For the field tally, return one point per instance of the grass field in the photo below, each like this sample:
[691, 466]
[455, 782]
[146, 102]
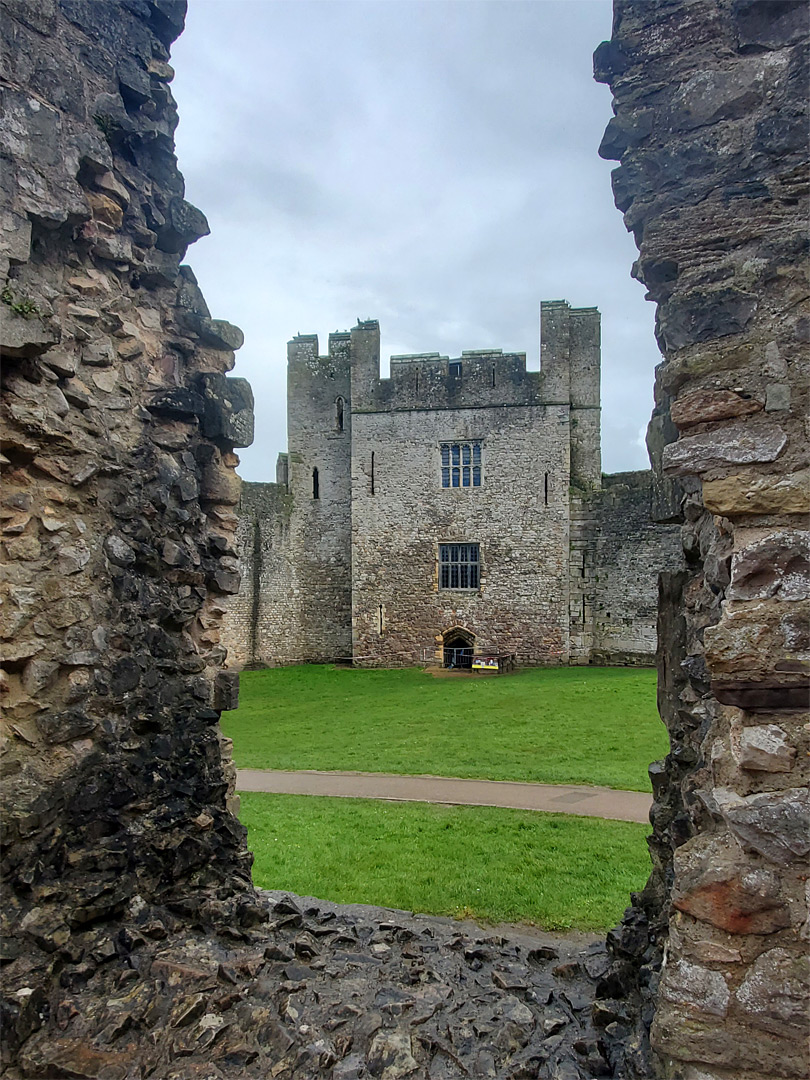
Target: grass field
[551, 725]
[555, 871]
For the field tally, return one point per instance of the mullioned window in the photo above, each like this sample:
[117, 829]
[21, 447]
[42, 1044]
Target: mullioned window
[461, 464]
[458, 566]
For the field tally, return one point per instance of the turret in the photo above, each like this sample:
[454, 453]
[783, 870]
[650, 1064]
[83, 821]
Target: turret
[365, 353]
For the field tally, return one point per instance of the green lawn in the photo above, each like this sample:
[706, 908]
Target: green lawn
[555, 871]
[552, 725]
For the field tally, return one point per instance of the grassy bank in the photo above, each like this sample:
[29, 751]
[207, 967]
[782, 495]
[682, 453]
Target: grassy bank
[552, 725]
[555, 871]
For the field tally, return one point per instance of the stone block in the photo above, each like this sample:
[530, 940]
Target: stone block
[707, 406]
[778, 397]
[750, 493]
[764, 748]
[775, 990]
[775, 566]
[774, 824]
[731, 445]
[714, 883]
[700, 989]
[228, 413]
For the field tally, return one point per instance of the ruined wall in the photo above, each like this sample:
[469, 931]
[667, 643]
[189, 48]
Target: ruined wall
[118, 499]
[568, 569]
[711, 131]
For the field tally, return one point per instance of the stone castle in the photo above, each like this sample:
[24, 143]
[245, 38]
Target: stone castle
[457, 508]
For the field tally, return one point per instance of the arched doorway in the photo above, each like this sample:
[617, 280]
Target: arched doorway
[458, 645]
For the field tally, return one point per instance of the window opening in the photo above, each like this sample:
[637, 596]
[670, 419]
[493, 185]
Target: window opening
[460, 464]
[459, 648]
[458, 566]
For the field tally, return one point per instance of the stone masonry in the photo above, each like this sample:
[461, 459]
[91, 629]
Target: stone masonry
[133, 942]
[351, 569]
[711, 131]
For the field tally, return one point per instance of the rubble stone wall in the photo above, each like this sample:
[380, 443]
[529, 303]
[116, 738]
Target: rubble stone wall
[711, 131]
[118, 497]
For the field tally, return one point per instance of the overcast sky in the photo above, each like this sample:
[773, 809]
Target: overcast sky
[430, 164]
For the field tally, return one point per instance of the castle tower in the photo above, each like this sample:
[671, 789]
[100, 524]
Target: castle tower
════
## YOUR INSTRUCTIONS
Restate each line of the records exactly; pictures do not belong in the copy.

## ANSWER FOR THE TASK
For the field tally, return one point per instance of the grass field in the photo below, each like this sample:
[691, 466]
[455, 782]
[146, 102]
Target: grass field
[551, 725]
[555, 871]
For the field tally, return one point per instance of the mullioned window in the photo above, each like this sample:
[117, 829]
[21, 447]
[42, 1044]
Target: mullioned window
[461, 464]
[458, 566]
For the field tally, return one point per instance of the turret in the photo above, each like this sample:
[454, 453]
[783, 870]
[650, 1064]
[83, 821]
Target: turret
[365, 353]
For the field tally, return one point per instance of the green lawn in the photo above, each like this sample:
[706, 908]
Target: green lawn
[555, 871]
[552, 725]
For the field tally, return one point per instance of the grassy bank in the photo above, each like this sample:
[29, 751]
[207, 967]
[782, 495]
[682, 453]
Target: grassy bank
[552, 725]
[555, 871]
For the field tally, return one point per instance of the stone block in the photo above, each like this sample:
[530, 940]
Target: stone block
[707, 406]
[778, 397]
[750, 493]
[764, 748]
[775, 990]
[775, 566]
[774, 824]
[731, 445]
[714, 883]
[700, 989]
[228, 413]
For the field tally, return one point per instance of the ruined wall in the photo above, each like this sample:
[469, 931]
[667, 643]
[189, 48]
Target: ruined wall
[118, 499]
[568, 569]
[711, 131]
For the field tally, return one point per instance of the stone castle in the photo above, each like this sample:
[24, 143]
[245, 38]
Target: stone castle
[457, 508]
For the field tally, return one point per instance of the arched doorway in the photo above, each like this sample:
[617, 280]
Target: arched doorway
[458, 645]
For the field tally, return one point per instance of the window opening in the photo above, each like this sample:
[637, 596]
[670, 419]
[493, 185]
Target: window opening
[460, 464]
[459, 648]
[458, 566]
For the field tally, return one point per instance of the stone masonry in the photo above, each like this sample:
[461, 459]
[91, 629]
Target: stone masonry
[133, 942]
[351, 569]
[711, 131]
For the field tally, return one point per instance of the rubble stone wall in the photo above, each like this sample:
[380, 443]
[529, 303]
[116, 738]
Target: rubble stone wall
[711, 131]
[118, 497]
For the field tally, return one point per instance of the overcast sky in the photo above, each like this sample:
[773, 809]
Target: overcast sky
[430, 164]
For the field tally, return one point per instance of the castle tower in the photo above, each like this sample:
[671, 789]
[100, 524]
Target: castle tower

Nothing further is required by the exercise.